■ Given records ■

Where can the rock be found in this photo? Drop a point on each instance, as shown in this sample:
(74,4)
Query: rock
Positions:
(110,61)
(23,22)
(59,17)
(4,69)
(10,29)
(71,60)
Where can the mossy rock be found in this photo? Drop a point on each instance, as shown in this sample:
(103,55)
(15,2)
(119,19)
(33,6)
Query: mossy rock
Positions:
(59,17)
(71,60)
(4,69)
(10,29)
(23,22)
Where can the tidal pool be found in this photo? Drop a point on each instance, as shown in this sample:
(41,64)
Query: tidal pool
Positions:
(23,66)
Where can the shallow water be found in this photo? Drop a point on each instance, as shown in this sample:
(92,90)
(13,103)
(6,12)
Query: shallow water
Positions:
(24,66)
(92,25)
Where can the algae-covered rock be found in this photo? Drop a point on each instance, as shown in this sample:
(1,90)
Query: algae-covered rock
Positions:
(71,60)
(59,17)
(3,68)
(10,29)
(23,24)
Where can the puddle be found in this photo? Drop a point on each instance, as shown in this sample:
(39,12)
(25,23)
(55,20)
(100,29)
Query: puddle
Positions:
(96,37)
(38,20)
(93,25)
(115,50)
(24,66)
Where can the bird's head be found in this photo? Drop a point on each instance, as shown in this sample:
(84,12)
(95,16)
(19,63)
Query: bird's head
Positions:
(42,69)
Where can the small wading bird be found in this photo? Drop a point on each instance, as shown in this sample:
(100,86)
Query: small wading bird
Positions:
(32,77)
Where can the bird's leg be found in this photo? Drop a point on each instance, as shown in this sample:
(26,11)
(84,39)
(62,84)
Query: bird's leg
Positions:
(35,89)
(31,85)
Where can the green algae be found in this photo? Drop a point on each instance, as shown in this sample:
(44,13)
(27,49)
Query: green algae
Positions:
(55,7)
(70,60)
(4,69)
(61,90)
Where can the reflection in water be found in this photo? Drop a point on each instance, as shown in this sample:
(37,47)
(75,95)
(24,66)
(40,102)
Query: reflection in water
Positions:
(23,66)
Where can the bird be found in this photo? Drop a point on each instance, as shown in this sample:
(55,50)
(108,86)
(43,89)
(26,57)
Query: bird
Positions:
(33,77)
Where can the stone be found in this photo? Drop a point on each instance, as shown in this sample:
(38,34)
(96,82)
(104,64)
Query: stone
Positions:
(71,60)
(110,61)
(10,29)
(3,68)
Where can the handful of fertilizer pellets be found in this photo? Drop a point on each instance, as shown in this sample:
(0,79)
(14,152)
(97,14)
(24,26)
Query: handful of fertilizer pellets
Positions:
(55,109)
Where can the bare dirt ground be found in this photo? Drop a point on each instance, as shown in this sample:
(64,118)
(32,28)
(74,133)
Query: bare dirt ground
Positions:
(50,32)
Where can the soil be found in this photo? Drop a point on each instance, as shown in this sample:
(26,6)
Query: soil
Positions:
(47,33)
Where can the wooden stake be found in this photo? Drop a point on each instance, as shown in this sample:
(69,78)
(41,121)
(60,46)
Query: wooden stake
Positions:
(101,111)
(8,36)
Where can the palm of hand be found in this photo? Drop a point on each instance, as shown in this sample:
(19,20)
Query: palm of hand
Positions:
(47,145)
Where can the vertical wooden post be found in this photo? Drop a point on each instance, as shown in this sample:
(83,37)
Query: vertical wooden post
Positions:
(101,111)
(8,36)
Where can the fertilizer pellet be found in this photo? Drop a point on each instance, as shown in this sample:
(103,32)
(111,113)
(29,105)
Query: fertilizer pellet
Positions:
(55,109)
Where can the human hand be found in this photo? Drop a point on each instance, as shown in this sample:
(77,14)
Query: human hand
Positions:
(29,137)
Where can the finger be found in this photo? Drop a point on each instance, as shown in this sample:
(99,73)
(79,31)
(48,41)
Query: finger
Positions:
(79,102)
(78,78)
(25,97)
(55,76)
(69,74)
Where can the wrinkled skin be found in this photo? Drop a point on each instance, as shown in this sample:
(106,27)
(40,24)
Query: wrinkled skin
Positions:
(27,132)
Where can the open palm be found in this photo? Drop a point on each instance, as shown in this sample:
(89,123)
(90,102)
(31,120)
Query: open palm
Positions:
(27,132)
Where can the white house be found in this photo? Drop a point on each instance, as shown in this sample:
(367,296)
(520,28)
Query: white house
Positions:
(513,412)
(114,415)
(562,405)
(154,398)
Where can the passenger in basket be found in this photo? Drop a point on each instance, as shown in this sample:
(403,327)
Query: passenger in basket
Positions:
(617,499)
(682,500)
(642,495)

■ Goal ■
Quote every entry above word for word, without changing a single character.

■ Full response ■
Where can the rock be found in this photo? Drop a point on each instance, as shown in this sample:
(74,4)
Query: rock
Positions:
(110,61)
(23,22)
(59,17)
(4,69)
(10,29)
(71,60)
Where can the mossy rock be found in this photo? Drop a point on each instance, as shown in this sample:
(103,55)
(15,2)
(119,19)
(33,6)
Query: mossy rock
Positions:
(59,17)
(71,60)
(4,69)
(10,29)
(23,22)
Where can the tidal pool be found in this photo? Drop a point on each instance, as shown in this sample:
(41,64)
Query: tidal pool
Positions:
(23,66)
Where can the shallow water be found in this photo? Drop a point on each instance, as shown in this sample:
(92,90)
(13,103)
(6,12)
Query: shallow water
Positions:
(24,66)
(92,25)
Where can the algae-covered rock be found in this photo? Drop a point on each instance, as shown in this sample:
(1,90)
Query: algae-covered rock
Positions:
(71,60)
(59,17)
(3,68)
(10,29)
(23,24)
Where can the puddle be found in this photo? Drop a point on each instance, as shown in this sample:
(39,12)
(25,23)
(55,20)
(100,29)
Query: puddle
Positions:
(96,37)
(38,20)
(93,25)
(115,50)
(24,66)
Where can the bird's head be found in this photo? Drop a point on each instance, as shown in this sample:
(84,12)
(95,16)
(19,63)
Query: bird's head
Positions:
(42,69)
Where can the small wading bird be found in this photo? Drop a point on each instance, as shown in this sample:
(100,86)
Query: small wading bird
Positions:
(32,77)
Where can the bird's leg be found in this photo? Drop a point on each instance, as shown in this sample:
(26,11)
(84,39)
(62,84)
Query: bird's leg
Positions:
(35,89)
(31,85)
Where can the green algae be found in this photo? Drop a point on each instance, as shown in this sample:
(44,13)
(27,49)
Query: green algae
Positions:
(55,7)
(70,60)
(4,69)
(61,90)
Where can the reflection in water be found in this photo? Drop a point on each instance, as shown in this sample:
(37,47)
(75,95)
(24,66)
(40,102)
Query: reflection in water
Positions:
(23,66)
Where can the bird be found in this photo? Drop a point on each instance, as shown in this sample:
(55,50)
(108,86)
(43,89)
(26,57)
Query: bird
Positions:
(33,77)
Where can the stone be found in this photo? Drop a point on each instance, as shown in this sample:
(38,34)
(96,82)
(104,64)
Query: stone
Positions:
(71,60)
(110,61)
(10,29)
(3,68)
Where can the handful of fertilizer pellets be found in this photo? Drop a point on each instance, as shown in this sample:
(0,79)
(14,152)
(97,14)
(24,26)
Query: handful of fertilizer pellets
Positions:
(55,109)
Where can the bare dirt ground be found in this photo? Drop a point on each instance, as shown in this sample:
(64,118)
(32,28)
(74,133)
Query: bare dirt ground
Positions:
(50,32)
Where can the soil be found in this photo? Drop a point on each instance, as shown in this sample:
(26,6)
Query: soil
Positions:
(47,33)
Where can the wooden stake be found in this photo? Drop a point on each instance, as shown in this sample:
(69,78)
(41,121)
(60,46)
Query: wooden stake
Positions:
(101,111)
(8,36)
Where can the palm of hand be found in this photo? Drop a point on each instance, as shown in this sample:
(19,20)
Query: palm of hand
Positions:
(47,145)
Where can the vertical wooden post be found in this photo? Drop a point on each instance, as shown in this sample:
(83,37)
Query: vertical wooden post
Positions:
(101,111)
(8,36)
Where can the fertilizer pellet be found in this photo? Drop a point on each instance, as shown in this sample:
(103,32)
(111,113)
(29,105)
Query: fertilizer pellet
Positions:
(55,109)
Where can the human hand be found in this photo? Drop a point on each instance, as shown in this sample:
(77,14)
Query: human hand
Positions:
(29,137)
Where can the finger be found in this photo? Drop a point on each instance, as shown in this sample:
(99,73)
(79,31)
(48,41)
Query: finger
Positions:
(79,102)
(78,78)
(25,97)
(55,76)
(69,74)
Where can the wrinkled skin be found in this photo? Drop a point on each instance, as shown in this sample:
(106,27)
(40,24)
Query: wrinkled skin
Positions:
(27,132)
Where can the open palm be found in this photo? Drop a point on each instance, as shown in this sample:
(89,123)
(90,102)
(31,120)
Query: open palm
Positions:
(27,132)
Where can the white house be found in this photo? Drop a point on each instance, as shown in this sample:
(367,296)
(520,28)
Query: white house
Positions:
(513,412)
(114,415)
(562,405)
(154,398)
Where can the passenger in basket be found in this photo? Drop a point on each instance, as shown in this sample:
(403,327)
Query: passenger in basket
Positions:
(617,499)
(682,500)
(642,495)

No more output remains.